[Dataset excerpts]

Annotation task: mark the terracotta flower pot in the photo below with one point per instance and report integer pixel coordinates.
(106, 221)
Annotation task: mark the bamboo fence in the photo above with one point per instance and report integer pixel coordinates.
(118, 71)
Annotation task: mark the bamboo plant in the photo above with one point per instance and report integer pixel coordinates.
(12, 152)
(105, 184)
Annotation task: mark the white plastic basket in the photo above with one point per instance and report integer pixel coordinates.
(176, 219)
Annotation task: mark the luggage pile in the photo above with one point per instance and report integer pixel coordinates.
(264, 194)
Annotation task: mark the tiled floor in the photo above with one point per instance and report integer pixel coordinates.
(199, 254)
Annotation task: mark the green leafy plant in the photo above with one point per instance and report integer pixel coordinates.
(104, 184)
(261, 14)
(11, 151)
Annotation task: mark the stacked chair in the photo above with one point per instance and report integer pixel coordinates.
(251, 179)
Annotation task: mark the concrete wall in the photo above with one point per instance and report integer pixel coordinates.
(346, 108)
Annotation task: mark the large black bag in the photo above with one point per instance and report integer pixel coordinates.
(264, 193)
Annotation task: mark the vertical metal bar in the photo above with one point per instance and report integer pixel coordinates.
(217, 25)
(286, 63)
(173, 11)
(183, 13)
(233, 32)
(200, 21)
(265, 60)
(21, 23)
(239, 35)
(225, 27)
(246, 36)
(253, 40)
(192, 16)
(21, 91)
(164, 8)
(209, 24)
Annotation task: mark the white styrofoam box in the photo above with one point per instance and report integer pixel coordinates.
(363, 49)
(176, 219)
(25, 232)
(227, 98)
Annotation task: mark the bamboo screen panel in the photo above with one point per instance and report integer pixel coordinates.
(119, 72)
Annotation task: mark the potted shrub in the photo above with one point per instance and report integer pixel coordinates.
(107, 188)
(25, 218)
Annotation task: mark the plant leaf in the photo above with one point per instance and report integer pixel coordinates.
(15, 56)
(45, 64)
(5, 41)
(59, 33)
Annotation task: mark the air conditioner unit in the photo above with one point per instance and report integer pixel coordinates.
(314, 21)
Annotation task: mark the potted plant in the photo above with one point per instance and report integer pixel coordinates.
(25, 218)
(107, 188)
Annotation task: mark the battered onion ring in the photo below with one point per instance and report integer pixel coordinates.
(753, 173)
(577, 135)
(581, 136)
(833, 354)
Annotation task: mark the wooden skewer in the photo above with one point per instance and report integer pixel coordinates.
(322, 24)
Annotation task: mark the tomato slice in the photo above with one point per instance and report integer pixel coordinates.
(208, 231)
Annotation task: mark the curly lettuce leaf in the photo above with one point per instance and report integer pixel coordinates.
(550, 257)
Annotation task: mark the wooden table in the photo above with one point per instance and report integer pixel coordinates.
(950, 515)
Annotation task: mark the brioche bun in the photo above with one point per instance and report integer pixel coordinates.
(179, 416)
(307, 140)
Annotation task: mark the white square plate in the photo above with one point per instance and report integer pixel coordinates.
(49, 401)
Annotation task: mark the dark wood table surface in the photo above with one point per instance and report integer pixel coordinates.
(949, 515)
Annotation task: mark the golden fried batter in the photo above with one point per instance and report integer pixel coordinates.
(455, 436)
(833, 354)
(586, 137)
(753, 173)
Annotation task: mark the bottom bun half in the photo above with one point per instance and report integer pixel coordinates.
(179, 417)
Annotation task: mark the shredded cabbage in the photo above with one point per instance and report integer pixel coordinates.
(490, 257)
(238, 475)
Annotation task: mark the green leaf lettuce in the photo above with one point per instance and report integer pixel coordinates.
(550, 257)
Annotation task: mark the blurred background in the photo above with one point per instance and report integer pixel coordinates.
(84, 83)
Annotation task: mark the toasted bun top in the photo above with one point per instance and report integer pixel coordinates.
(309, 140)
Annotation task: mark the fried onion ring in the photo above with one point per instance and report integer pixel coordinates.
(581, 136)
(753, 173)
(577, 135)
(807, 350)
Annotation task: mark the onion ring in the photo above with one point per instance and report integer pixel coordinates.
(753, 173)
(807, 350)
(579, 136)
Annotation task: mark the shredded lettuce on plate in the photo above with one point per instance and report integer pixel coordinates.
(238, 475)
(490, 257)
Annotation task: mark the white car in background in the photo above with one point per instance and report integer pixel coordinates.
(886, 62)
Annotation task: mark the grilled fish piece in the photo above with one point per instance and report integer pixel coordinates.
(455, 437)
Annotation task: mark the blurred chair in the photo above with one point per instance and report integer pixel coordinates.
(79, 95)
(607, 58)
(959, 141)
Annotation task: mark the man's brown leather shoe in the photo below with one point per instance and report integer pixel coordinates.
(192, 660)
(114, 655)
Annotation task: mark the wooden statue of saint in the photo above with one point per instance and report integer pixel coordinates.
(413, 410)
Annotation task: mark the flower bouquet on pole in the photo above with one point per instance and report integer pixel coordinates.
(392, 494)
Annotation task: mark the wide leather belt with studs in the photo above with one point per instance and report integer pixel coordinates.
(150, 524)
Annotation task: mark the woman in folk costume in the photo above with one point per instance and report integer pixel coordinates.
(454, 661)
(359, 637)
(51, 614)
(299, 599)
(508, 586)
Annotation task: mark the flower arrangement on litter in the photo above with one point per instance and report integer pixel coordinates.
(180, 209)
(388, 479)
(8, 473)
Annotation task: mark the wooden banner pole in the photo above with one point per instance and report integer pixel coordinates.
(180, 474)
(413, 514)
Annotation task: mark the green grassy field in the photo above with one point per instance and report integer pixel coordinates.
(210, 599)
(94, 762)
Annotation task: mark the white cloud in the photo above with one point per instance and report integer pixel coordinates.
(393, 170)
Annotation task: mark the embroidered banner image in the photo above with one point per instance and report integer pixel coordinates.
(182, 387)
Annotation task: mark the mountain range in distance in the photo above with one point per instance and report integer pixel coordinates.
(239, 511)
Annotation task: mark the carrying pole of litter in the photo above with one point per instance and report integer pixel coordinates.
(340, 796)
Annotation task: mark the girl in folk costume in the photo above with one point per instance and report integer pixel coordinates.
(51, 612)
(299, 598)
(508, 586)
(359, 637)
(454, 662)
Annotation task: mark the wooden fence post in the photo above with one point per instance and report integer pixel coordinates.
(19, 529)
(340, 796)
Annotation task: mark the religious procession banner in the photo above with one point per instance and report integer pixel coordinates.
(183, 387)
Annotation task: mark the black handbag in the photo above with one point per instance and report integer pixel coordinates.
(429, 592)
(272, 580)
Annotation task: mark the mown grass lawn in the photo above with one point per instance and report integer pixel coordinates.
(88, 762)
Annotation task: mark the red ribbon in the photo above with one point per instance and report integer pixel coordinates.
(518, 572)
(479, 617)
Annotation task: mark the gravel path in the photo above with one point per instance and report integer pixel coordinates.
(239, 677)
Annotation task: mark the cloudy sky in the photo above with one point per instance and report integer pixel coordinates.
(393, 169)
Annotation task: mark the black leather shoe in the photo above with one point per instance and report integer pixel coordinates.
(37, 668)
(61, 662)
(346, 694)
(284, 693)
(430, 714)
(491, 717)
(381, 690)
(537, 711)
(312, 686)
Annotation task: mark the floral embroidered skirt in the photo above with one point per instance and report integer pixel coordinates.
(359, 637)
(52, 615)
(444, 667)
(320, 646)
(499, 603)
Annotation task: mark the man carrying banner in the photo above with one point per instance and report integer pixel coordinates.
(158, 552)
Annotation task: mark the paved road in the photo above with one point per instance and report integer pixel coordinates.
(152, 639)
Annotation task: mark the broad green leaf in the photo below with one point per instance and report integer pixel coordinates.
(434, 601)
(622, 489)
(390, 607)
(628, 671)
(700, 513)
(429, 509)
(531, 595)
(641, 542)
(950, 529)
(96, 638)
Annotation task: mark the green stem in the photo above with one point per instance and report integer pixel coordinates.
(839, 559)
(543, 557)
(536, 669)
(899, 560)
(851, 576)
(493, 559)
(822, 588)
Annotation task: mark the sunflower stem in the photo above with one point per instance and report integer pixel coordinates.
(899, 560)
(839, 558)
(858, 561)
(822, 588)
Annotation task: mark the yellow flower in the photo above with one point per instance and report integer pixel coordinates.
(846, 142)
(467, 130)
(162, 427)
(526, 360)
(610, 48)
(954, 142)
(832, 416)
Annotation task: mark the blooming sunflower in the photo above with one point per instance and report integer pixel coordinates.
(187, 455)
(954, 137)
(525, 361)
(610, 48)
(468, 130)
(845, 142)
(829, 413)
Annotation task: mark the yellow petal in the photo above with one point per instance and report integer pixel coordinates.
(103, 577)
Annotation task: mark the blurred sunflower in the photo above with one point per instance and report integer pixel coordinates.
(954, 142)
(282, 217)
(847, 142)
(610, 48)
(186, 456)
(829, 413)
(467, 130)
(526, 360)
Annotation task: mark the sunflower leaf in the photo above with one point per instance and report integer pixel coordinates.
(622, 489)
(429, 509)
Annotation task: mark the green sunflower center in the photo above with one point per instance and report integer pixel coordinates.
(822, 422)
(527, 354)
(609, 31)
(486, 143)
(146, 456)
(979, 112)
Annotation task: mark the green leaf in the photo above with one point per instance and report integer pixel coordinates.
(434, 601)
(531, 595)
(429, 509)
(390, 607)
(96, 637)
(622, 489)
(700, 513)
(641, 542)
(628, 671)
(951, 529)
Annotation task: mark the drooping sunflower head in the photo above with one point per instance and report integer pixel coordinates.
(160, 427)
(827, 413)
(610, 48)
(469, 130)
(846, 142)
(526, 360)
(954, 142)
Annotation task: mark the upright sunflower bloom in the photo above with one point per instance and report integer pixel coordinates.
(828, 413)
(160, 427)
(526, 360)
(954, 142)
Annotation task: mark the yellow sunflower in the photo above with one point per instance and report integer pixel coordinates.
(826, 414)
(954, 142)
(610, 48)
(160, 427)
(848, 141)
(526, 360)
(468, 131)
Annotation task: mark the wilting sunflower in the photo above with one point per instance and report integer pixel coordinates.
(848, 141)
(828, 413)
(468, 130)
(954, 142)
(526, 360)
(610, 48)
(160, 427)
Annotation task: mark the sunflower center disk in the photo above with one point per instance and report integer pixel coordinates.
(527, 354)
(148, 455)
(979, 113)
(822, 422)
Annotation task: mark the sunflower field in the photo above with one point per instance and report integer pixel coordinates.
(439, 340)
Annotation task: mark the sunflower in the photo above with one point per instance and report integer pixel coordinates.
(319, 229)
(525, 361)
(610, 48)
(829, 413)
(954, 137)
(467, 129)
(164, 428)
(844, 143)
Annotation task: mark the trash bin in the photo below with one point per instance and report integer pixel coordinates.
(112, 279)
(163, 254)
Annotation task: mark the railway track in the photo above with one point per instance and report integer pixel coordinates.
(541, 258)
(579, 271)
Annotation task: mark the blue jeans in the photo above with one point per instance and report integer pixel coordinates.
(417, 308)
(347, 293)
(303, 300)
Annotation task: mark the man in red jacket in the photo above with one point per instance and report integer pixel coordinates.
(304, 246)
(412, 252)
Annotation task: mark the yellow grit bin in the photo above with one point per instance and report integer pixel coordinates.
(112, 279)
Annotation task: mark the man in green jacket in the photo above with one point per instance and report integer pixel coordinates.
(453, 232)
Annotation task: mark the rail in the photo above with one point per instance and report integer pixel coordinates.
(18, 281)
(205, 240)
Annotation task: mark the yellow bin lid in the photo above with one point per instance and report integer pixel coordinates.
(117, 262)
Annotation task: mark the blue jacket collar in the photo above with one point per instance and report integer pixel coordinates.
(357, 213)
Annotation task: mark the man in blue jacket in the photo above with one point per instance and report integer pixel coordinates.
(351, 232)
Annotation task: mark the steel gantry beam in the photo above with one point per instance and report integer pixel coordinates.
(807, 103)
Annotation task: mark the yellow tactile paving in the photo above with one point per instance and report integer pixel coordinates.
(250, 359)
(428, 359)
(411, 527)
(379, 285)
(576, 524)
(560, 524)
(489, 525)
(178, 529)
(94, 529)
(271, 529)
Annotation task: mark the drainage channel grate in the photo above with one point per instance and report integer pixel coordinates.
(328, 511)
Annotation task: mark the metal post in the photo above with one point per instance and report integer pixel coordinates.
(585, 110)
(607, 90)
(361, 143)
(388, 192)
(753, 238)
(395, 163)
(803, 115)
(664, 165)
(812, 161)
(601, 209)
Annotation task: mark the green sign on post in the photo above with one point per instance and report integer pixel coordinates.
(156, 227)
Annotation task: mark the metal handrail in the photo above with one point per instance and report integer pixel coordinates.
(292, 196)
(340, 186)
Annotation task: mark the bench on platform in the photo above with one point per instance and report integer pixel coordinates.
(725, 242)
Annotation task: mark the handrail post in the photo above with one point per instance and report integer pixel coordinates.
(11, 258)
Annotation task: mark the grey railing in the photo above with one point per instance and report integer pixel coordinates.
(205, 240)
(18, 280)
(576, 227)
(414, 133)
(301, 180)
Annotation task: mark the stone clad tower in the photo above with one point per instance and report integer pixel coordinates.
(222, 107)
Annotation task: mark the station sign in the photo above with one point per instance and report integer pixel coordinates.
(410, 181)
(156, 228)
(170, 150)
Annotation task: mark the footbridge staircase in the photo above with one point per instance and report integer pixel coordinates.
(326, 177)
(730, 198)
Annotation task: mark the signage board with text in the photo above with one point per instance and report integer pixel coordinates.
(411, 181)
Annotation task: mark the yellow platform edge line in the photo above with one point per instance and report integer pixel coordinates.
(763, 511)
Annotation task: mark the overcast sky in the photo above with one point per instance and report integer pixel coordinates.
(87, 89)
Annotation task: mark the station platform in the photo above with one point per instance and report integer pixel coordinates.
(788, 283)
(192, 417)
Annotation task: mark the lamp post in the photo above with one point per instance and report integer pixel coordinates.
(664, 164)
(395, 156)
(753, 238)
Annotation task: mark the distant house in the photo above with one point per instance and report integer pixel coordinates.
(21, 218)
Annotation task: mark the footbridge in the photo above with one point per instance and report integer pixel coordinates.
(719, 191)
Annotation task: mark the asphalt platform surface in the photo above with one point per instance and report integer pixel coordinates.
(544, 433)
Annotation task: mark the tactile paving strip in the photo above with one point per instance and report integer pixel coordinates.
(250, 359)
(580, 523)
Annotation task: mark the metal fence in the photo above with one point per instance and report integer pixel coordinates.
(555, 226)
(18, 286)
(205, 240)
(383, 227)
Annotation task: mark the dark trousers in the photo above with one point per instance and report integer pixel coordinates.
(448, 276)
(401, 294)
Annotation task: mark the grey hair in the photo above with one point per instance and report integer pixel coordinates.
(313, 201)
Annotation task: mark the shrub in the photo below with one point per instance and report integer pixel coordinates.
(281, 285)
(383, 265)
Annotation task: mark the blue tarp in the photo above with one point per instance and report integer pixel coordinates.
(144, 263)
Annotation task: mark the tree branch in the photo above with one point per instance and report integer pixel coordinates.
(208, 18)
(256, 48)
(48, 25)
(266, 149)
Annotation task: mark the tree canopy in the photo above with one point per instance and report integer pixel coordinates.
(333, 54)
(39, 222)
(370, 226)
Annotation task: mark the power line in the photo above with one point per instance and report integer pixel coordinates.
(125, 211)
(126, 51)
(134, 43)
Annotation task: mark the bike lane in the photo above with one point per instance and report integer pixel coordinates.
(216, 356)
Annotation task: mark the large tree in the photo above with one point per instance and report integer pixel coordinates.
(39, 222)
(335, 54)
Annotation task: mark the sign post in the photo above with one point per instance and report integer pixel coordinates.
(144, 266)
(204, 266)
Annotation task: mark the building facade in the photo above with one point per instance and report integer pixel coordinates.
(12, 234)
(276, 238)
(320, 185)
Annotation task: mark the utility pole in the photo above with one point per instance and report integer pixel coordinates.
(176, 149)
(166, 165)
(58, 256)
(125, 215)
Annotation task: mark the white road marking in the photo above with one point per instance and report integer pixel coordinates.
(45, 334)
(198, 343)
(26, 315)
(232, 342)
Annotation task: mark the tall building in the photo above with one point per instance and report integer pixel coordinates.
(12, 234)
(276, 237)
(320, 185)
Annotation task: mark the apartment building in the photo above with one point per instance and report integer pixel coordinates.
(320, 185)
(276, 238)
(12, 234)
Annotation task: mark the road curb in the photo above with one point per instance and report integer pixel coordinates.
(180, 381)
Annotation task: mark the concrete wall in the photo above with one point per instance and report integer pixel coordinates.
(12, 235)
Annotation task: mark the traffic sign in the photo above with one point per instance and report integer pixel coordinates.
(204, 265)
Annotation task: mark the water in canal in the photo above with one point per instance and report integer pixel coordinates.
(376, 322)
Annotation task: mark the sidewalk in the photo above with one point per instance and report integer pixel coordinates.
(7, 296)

| INSTRUCTIONS FOR THE TASK |
Would you please copy the lines above, from the one holding "Annotation task: mark the water" through the last, and nothing else?

| FINAL ANSWER |
Annotation task: mark the water in canal in the photo above with one point per instance and report integer pixel coordinates.
(376, 322)
Annotation task: mark the sidewalk in the photo above with one point per instance and report integer pixel coordinates.
(7, 296)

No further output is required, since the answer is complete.